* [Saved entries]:
-------------------------
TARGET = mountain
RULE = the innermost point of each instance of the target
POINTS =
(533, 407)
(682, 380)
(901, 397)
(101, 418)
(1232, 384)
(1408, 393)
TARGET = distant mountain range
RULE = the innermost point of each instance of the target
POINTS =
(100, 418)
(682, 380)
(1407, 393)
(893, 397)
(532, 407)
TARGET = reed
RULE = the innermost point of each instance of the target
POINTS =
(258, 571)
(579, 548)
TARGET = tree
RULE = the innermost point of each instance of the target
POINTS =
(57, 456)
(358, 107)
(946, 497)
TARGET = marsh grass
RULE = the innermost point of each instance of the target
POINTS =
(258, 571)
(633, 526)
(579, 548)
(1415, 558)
-------------------------
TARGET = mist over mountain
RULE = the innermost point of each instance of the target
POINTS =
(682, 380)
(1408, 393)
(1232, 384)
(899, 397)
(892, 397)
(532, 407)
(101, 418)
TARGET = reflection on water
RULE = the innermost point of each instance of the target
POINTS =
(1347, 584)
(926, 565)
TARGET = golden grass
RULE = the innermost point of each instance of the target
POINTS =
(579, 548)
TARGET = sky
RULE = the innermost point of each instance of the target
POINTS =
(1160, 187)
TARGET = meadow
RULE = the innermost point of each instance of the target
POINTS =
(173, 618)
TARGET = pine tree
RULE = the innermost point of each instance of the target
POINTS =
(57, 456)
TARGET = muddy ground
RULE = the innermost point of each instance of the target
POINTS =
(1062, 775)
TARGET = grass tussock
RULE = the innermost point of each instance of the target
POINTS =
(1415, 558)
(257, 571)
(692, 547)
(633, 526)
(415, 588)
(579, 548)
-------------------------
* [What is required]: Find "TARGET = mist over mountain" in the entries above and copy that whole line exactly, then each line after it through the line that contains "TARGET = muddy ground".

* [Completed exercise]:
TARGET = mist over mountain
RULE = the innermost point of each instance of the target
POINTS =
(682, 380)
(1408, 393)
(1232, 384)
(899, 397)
(892, 397)
(532, 407)
(101, 418)
TARGET = reflection on water
RULE = the innermost point of each instance of the target
POINTS =
(1347, 584)
(926, 565)
TARGET = golden grass
RULE = the innermost point of each instance of the target
POINTS =
(579, 548)
TARGET = sky
RULE = the innermost point of each instance of the target
POINTS =
(1160, 187)
TARGET = meadow
RULE = the innermost point of each instance of the target
POINTS =
(173, 618)
TARGET = pine tree
RULE = the innermost point of each instance of the target
POINTS =
(57, 456)
TARGET = muddy ground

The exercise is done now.